• **Directions**
Can you reproduce all of the data below verbatim, line for line?

• **Records for this exercise**
"""

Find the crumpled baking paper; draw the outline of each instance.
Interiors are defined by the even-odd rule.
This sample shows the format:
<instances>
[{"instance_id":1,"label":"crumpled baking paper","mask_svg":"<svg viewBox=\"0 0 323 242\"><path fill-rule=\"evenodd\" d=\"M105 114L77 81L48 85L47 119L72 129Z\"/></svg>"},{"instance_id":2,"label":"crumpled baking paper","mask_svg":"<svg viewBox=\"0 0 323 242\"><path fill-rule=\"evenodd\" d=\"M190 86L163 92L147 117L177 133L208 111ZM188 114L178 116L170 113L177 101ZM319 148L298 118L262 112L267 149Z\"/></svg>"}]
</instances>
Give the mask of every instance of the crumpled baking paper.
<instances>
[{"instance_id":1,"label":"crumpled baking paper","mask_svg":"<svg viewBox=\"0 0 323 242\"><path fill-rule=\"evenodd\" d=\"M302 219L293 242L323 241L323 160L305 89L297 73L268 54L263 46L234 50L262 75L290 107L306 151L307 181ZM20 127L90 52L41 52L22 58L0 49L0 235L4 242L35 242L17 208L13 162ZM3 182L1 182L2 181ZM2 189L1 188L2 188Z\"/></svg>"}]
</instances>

"""

• **Response below**
Find the crumpled baking paper; draw the outline of each instance.
Interiors are defined by the even-odd rule.
This sample shows the format:
<instances>
[{"instance_id":1,"label":"crumpled baking paper","mask_svg":"<svg viewBox=\"0 0 323 242\"><path fill-rule=\"evenodd\" d=\"M105 114L77 81L48 85L47 119L72 129Z\"/></svg>"},{"instance_id":2,"label":"crumpled baking paper","mask_svg":"<svg viewBox=\"0 0 323 242\"><path fill-rule=\"evenodd\" d=\"M190 86L163 92L147 117L177 133L208 111ZM188 114L178 116L170 113L177 101ZM319 148L298 118L262 112L267 149Z\"/></svg>"}]
</instances>
Give the mask of every instance of the crumpled baking paper.
<instances>
[{"instance_id":1,"label":"crumpled baking paper","mask_svg":"<svg viewBox=\"0 0 323 242\"><path fill-rule=\"evenodd\" d=\"M302 219L293 242L323 241L323 160L305 89L297 73L268 54L263 46L234 50L262 75L290 107L306 151L307 181ZM20 127L90 52L41 52L22 58L0 49L0 235L4 242L35 242L17 208L13 162ZM3 182L1 182L2 181ZM2 189L1 188L2 188Z\"/></svg>"}]
</instances>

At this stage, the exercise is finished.